▸ **Extracted text**:
----

Brochure for the art exhibit which runs from March 19 to April 6 |
by Susan Palmes-Dennis
Charlotte, North Carolina---A Kagay-anon doctor now based in Iloilo City will stage her own art exhibit at the Philippine Center Gallery in New York on March 19.
The art exhibit of Dr. Minda Marie dela Serna Cabrera which runs until April 6 is entitled “Tumandok- a Glimpse of the Ati, Indigenous People of Panay: A Collection of Portraits in Charcoal.” Everyone is invited.
Dr. Cabrera was born and raised in Cagayan de Oro City and is the sister of lawyer Eli de la Serna. As her exhibit suggests, Dr. Cabrera will use charcoal pencil in drawing the Ati, the natives that live in the island of Iloilo.
Ati is one of two ethnic groups that live in Iloilo and most of them were displaced by mining, deforestation and urban development in the past few decades.
Dr. Cabrera graduated at the South City Central School in Nazareth, High School and at Lourdes College. She took up Natural Science as her pre-med course at Xavier University Ateneo de Cagayan.
Dr. Cabrera graduated at the University of Santo Tomas College of Medicine and works as a rehabilitation medicine specialist at St. Paul’s Hospital in Iloilo.
When asked why she chose the Ati as her subject, Dr. Cabrera said her inspiration came after she saw a group of women selling ”hibyok” brooms by the roadside in Pavia town, Iloilo City.
Hibyok are tall palm trees endemic in Southeast Asia and are found in deep forests and mountain slopes, said Dr. Cabrera, a self-taught artist. As such “hibyok” brooms cost a lot more due to the difficulty in procuring the material from the forest and slopes.
“After I bought some brooms, they obliged to have their photograph taken. When I arrived home, I started sketching my very first Ati portait. In the process I realized that drawing the human face was an intensely intimate encounter with another human being. In this experience I saw beauty, character and emotion,” Dr. Cabrera said.
The Ati are often a target for discrimination because of their color, physical features, stature and culture. “As a busy rehab medicine practitioner, my exposure to them was limited to random encounters in the streets of Iloilo,” she said.

----

▸ **Data under study**:
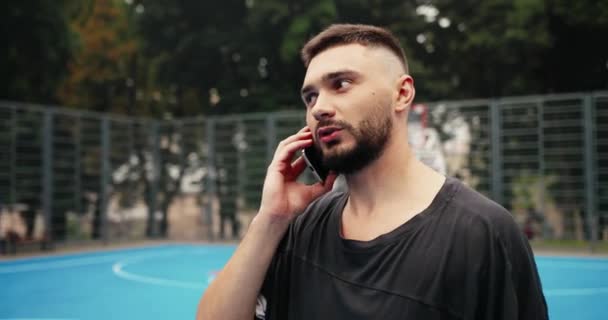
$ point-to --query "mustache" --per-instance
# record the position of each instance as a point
(334, 123)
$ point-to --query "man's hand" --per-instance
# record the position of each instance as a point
(283, 198)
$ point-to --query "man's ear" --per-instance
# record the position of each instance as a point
(405, 93)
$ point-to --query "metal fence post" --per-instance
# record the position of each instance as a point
(78, 165)
(541, 163)
(154, 175)
(47, 174)
(13, 165)
(211, 176)
(496, 151)
(590, 169)
(105, 177)
(271, 137)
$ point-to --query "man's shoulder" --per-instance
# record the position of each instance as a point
(320, 208)
(475, 211)
(313, 220)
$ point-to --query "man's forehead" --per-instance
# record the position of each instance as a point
(354, 57)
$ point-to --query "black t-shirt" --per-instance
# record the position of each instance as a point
(461, 258)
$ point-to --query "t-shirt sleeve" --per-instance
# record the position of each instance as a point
(273, 298)
(509, 284)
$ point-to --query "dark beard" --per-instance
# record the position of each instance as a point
(371, 137)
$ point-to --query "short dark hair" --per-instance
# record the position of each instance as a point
(340, 34)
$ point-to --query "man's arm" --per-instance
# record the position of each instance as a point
(233, 293)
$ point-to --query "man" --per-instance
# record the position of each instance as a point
(403, 242)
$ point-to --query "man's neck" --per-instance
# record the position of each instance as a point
(388, 192)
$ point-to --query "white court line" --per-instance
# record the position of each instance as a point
(595, 265)
(574, 292)
(118, 269)
(38, 319)
(67, 263)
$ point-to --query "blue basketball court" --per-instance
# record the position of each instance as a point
(166, 282)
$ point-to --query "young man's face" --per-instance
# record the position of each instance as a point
(348, 92)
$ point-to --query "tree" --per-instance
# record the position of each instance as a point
(37, 45)
(99, 77)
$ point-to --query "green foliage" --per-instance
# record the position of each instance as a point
(185, 58)
(37, 44)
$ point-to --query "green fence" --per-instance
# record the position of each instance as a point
(72, 176)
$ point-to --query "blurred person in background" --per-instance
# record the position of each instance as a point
(403, 242)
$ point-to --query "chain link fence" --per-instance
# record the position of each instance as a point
(73, 176)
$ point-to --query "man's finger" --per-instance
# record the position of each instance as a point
(286, 152)
(298, 166)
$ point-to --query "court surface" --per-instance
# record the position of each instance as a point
(166, 282)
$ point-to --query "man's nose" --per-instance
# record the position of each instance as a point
(323, 108)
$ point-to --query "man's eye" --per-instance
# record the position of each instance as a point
(342, 84)
(310, 99)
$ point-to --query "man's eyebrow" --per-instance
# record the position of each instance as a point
(331, 76)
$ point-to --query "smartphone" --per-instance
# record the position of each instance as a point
(313, 159)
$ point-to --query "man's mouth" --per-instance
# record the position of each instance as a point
(328, 133)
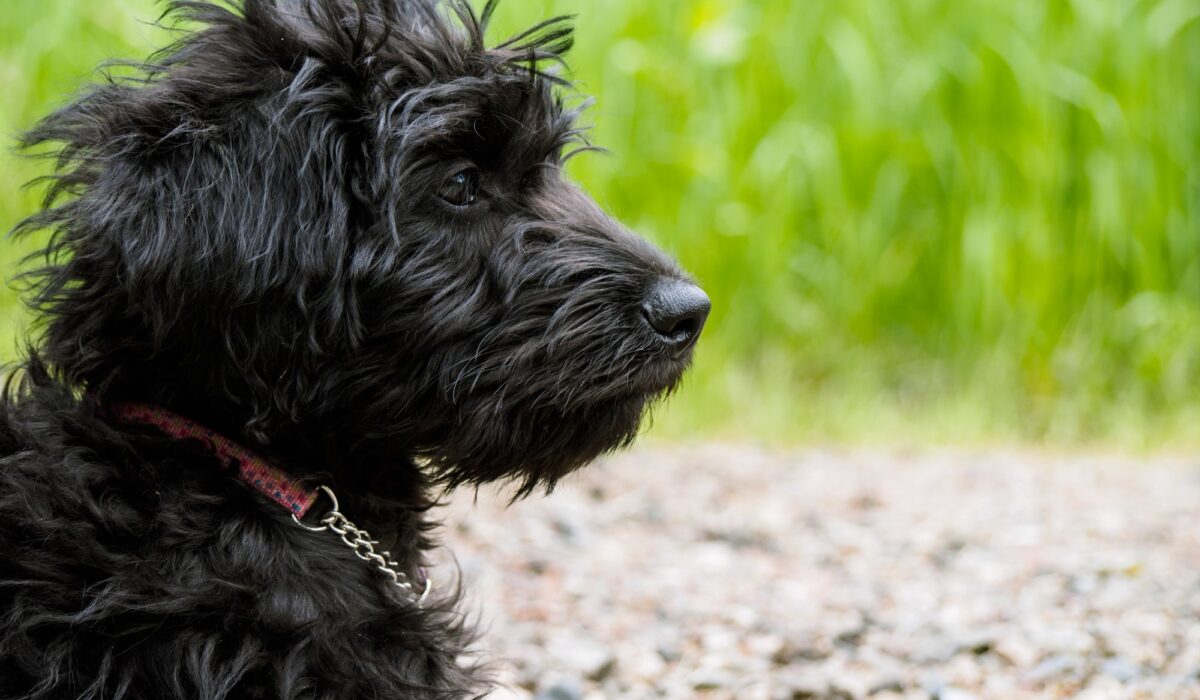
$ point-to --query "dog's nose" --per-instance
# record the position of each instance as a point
(677, 311)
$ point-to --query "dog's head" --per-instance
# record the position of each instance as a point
(347, 222)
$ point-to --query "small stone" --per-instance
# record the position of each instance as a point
(887, 683)
(670, 651)
(583, 656)
(562, 689)
(708, 678)
(1120, 669)
(1054, 666)
(802, 684)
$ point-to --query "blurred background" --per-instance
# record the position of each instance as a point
(924, 221)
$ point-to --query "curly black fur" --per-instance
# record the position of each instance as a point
(252, 232)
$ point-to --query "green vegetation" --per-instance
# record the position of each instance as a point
(925, 220)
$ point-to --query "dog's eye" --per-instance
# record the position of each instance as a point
(461, 189)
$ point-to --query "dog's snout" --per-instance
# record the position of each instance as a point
(676, 311)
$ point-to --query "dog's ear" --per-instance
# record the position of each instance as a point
(223, 177)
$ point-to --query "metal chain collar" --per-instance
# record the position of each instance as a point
(359, 540)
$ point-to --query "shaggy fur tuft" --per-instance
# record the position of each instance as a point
(337, 232)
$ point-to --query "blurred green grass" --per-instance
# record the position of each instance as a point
(933, 220)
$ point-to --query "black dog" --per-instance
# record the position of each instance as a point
(335, 233)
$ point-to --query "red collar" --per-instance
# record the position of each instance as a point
(267, 478)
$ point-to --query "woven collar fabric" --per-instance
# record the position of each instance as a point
(267, 478)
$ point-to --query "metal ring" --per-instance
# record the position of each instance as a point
(329, 492)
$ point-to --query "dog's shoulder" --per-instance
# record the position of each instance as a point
(129, 558)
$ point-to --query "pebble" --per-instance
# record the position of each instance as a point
(737, 573)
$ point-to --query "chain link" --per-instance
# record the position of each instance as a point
(359, 540)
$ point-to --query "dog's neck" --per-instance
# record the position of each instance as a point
(379, 483)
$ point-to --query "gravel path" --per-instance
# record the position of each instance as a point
(744, 574)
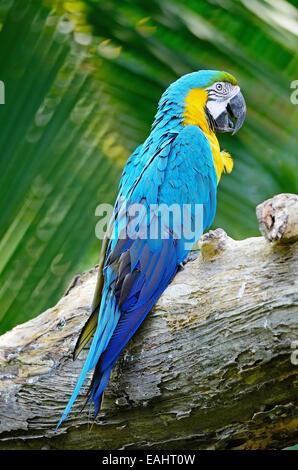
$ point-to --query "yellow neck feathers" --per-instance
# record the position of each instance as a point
(194, 114)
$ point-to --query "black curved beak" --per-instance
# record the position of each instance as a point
(236, 109)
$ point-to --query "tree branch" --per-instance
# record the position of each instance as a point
(212, 366)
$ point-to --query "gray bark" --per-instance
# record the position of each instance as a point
(214, 365)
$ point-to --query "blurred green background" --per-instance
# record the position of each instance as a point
(82, 81)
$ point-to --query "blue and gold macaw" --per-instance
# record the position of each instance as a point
(180, 163)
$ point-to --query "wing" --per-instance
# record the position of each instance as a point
(138, 268)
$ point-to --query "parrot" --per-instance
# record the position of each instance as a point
(180, 164)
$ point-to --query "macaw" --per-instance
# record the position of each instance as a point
(179, 163)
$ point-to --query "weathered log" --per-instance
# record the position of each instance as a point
(214, 365)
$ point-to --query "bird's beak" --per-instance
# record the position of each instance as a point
(235, 109)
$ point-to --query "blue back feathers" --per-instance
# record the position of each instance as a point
(173, 166)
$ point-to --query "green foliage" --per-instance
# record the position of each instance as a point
(82, 81)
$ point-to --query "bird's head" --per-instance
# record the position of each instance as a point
(209, 97)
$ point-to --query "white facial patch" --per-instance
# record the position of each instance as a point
(219, 97)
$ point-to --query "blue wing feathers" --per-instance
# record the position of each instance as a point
(169, 168)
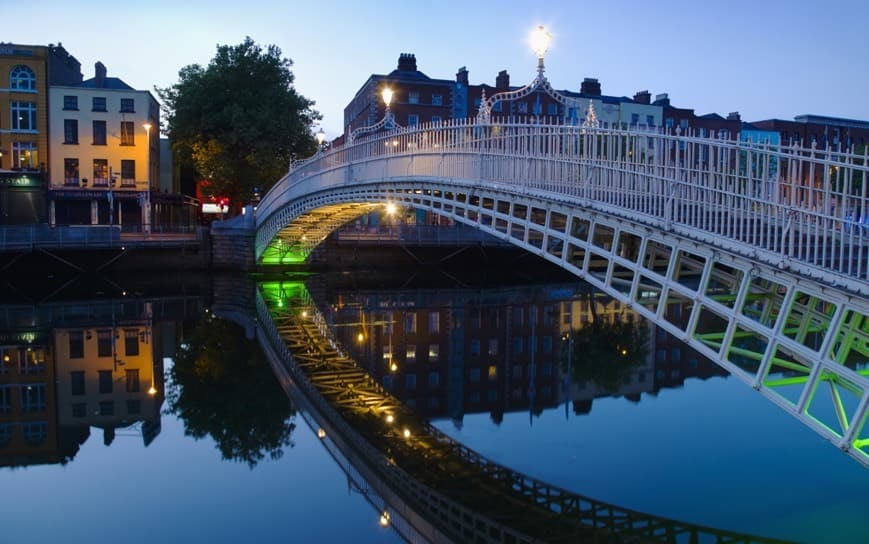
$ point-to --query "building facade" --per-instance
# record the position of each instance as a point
(104, 153)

----

▸ **Task requirements**:
- a) Reproduce the part of the exhibit article starting with "Dr. Cabrera graduated at the South" and going on through "Hospital in Iloilo.".
- b) According to the exhibit article, why do "hibyok" brooms cost a lot more?
The entries aren't needed for anything here.

▸ **Numbered answers**:
- a)
Dr. Cabrera graduated at the South City Central School in Nazareth, High School and at Lourdes College. She took up Natural Science as her pre-med course at Xavier University Ateneo de Cagayan.
Dr. Cabrera graduated at the University of Santo Tomas College of Medicine and works as a rehabilitation medicine specialist at St. Paul’s Hospital in Iloilo.

- b) They cost more because the material is hard to get. Hibyok are tall palm trees found in deep forests and on mountain slopes.